** ESTRATTO DELLA PAGINA **
:::::

Chi è il responsabile di questa situazione? L’Udu (l’Unione degli universitari) attribuisce la responsabilità alla riforma Gelmini, uno spartiacque del rapporto tra diplomati e università: secondo Gianluca Scuccimarra, coordinatore dell’Udu, «Le prime rilevazioni su immatricolazioni e iscrizioni per l’anno accademico 2014-15 sono in linea con le nostre paure e previsioni. Assistiamo a una consistente migrazione di studenti dovuta allo squilibrio nelle politiche e nei finanziamenti per il diritto allo studio tra Sud e Centro-Nord. E il pesante incremento di numeri programmati ha colpito particolarmente gli atenei meridionali». Quel dicembre 2010 – quando fu approvata la riforma universitaria n. 240 – ha poi coinciso con l’inizio della fase più aspra della peggiore crisi economica italiana dal dopoguerra. Le motivazioni, oltre che politiche, sono anche di tipo economico-sociale. Salvo Intravaia scriveva a maggio su La Repubblica che «la fuga dalle aule universitarie ha in pratica colpito esclusivamente i ragazzi degli istituti tecnici e professionali, prevalentemente figli di famiglie di classi sociali ed economiche più esposte alla crisi», questo per i tagli al Ffo (con la conseguente impennata delle tasse) e ai fondi nazionali e regionali per il diritto allo studio con la legge di Stabilità.
La Crui, la Conferenza dei rettori contraltare degli studenti, rileva nel 2015 la diminuzione di 87,4 milioni di euro per il Fondo di finanziamento ordinario, con tagli, dal 2009, di oltre 800 milioni. Oggi l’Ffo girato dallo Stato alle università italiane rappresenta lo 0,42% del Pil contro lo 0,99% in Francia e lo 0,92% in Germania.
Gli immatricolati che hanno conseguito il diploma in un istituto tecnico o professionale crollano del 45% rispetto a dieci anni fa. Inoltre, per la prima volta, il dato significativo è il calo del laureati, 258.052 nel 2014, 37.616 in meno, cioè il 12,72%, il peggior dato dal 2003-04
Il mutamento del ruolo dell’università e delle prospettive di lavoro offerte da una laurea, è un’altra causa di crisi. La discrepanza fra laureati e i posti di lavoro qualificato disponibili, rende l’università un enorme bacino di raccolta dei giovani della classe media, che aspirano ad una scalata sociale e possono permettersi di sostenere i costi degli studi universitari.

:::::

** OBIETTIVO INDICATO 1 **
Nell'estratto sulla crisi delle università, quale quota del Pil rappresenta oggi l'Ffo che lo Stato gira alle università italiane?

** MATERIALE DI PARTENZA **
:::::

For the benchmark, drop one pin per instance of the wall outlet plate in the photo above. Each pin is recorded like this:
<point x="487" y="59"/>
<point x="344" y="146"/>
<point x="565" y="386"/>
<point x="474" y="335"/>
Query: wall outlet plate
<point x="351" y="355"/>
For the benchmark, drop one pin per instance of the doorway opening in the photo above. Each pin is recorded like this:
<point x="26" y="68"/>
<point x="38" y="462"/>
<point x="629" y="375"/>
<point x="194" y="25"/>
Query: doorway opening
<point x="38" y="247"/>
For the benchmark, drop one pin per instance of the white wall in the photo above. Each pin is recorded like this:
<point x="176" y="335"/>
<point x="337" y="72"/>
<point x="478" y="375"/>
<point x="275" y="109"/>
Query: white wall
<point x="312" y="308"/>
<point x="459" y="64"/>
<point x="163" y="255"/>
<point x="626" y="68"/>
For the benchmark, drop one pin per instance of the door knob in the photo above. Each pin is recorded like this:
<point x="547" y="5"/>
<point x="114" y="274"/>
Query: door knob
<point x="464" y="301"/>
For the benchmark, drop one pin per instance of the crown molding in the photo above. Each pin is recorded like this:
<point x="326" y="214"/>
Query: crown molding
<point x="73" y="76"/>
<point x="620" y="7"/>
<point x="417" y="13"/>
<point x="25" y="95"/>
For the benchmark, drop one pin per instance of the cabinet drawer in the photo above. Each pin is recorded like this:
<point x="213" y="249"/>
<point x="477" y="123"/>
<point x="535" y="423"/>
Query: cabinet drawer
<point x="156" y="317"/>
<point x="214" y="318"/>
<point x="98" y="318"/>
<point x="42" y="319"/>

:::::

** OBIETTIVO INDICATO 2 **
Per favore, ricopia senza alcuna modifica il tratto dell'elenco che va dalla riga contenente "the door knob" fino alla fine dell'elenco, entrambi gli estremi inclusi.

** RISPOSTA COMPLETA 1 **
Lo 0,42% del Pil.

** RISPOSTA COMPLETA 2 **
For the benchmark, drop one pin per instance of the door knob in the photo above. Each pin is recorded like this:
<point x="547" y="5"/>
<point x="114" y="274"/>
Query: door knob
<point x="464" y="301"/>
For the benchmark, drop one pin per instance of the crown molding in the photo above. Each pin is recorded like this:
<point x="326" y="214"/>
Query: crown molding
<point x="73" y="76"/>
<point x="620" y="7"/>
<point x="417" y="13"/>
<point x="25" y="95"/>
For the benchmark, drop one pin per instance of the cabinet drawer in the photo above. Each pin is recorded like this:
<point x="213" y="249"/>
<point x="477" y="123"/>
<point x="535" y="423"/>
Query: cabinet drawer
<point x="156" y="317"/>
<point x="214" y="318"/>
<point x="98" y="318"/>
<point x="42" y="319"/>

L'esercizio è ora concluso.